» **EXERCISE**
Transcribe each record exactly. Include every one.

GIVEN INFORMATION section start

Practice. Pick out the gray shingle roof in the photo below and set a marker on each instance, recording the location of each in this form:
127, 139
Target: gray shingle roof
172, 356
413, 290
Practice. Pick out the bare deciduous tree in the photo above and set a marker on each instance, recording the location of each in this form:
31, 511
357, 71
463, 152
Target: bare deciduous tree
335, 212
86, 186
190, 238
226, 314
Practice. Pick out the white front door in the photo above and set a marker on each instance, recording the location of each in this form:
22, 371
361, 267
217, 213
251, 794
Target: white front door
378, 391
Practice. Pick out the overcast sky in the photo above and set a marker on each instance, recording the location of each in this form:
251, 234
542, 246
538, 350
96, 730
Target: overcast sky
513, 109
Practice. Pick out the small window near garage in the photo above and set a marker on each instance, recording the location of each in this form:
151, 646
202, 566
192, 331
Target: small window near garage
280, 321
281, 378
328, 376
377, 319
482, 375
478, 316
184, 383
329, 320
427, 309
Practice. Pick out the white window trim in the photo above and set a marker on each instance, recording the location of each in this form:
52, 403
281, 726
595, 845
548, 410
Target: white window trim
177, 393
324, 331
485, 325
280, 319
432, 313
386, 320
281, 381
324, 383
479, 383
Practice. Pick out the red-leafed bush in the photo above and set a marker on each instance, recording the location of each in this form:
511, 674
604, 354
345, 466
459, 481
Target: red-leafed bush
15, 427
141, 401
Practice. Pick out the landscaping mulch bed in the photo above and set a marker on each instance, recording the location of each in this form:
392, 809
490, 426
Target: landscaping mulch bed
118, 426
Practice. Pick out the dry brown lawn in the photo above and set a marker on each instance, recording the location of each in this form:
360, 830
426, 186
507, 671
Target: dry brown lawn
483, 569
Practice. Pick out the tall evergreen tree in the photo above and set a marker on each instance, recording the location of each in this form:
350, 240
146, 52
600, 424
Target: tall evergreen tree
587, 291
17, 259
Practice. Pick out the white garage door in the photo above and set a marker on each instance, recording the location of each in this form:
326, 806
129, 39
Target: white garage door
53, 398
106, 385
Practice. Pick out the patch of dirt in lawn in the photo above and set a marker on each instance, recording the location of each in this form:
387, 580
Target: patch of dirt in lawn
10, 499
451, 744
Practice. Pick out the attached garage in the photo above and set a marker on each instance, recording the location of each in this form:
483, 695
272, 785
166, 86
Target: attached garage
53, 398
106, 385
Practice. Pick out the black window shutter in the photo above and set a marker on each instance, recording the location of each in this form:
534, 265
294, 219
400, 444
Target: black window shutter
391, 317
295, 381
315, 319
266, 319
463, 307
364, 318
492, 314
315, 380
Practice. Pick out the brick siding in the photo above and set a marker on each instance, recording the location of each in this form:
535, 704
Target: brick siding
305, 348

GIVEN INFORMATION section end

» **SOLUTION**
Practice. Pick out the gray shingle roof in the photo below and set a marker on each instance, recording the location of each in this form:
127, 139
Target: gray shingle roof
172, 356
413, 290
Practice. Pick out the bare deciduous tree in the photo above and set a marker on each instance, recording the location of each in this form:
31, 511
357, 71
463, 152
Target: bare deciduous tree
335, 212
86, 186
190, 238
226, 314
Practice. Pick out the white front door in the photo above and set a marker on each instance, recording the location of each in this form:
22, 371
361, 267
217, 213
251, 794
Target: white front door
378, 391
Practice. Pick out the overcast sky in the photo above and set a marker on each instance, recording the location of each in this form:
251, 234
542, 246
538, 350
96, 730
Target: overcast sky
513, 109
Practice. Pick out the small window near garage in the photo above and set a marker on each instance, recording the location of each in this form:
151, 646
202, 566
192, 331
Target: small window near garage
280, 321
281, 378
328, 376
377, 319
482, 375
478, 316
184, 383
329, 320
427, 309
Practice. Pick out the white window trim in the photo above and set a marker on each instance, recording the location of each in this form:
52, 403
281, 726
595, 845
548, 410
Target: white window trim
177, 393
324, 331
485, 325
280, 319
432, 313
386, 320
281, 381
324, 383
479, 383
Practice. Pick out the red-leafed bush in the photo above and set a marker on each instance, recording the location of each in this form:
511, 674
604, 354
345, 466
459, 481
Target: red-leafed bush
15, 427
141, 401
Practice. Pick out the landscaping mulch bed in the photo above and set a marker on each instance, recording the location of each in this form:
392, 809
490, 426
Target: landscaping mulch bed
118, 426
Practice. Pick out the dry brown lawn in the photo above and set a marker on each instance, recording the location of each in this form:
360, 830
426, 186
507, 671
Target: dry brown lawn
483, 569
Practice. Pick out the tall evergreen tree in the photo above and set a marker on each instance, recording the location of each in this form:
350, 240
146, 52
600, 424
Target: tall evergreen tree
587, 291
17, 259
Practice. Pick out the white garage door in the photo above and set a marker on each instance, recording the location of each in this form:
326, 806
129, 39
Target: white garage door
53, 398
106, 385
Practice. Pick out the patch of dirt in lawn in the photo above and set a marker on each instance, recording the location of each in this form:
387, 580
Target: patch of dirt in lawn
10, 499
451, 744
Practice. Pick out the attached garage in the photo above and set a marker on each instance, recording the location of each in this form:
483, 695
272, 785
166, 86
Target: attached garage
53, 398
106, 385
Practice. Pick out the black window shutter in the photo above and set a marker on each instance, recording the location of each in this form:
534, 265
294, 219
400, 444
Target: black window shutter
391, 317
295, 381
315, 319
266, 319
463, 307
364, 318
492, 314
315, 380
Practice. Pick out the brick siding in the photo above and set a marker on each instance, recording the location of each in this form:
535, 704
Target: brick siding
305, 348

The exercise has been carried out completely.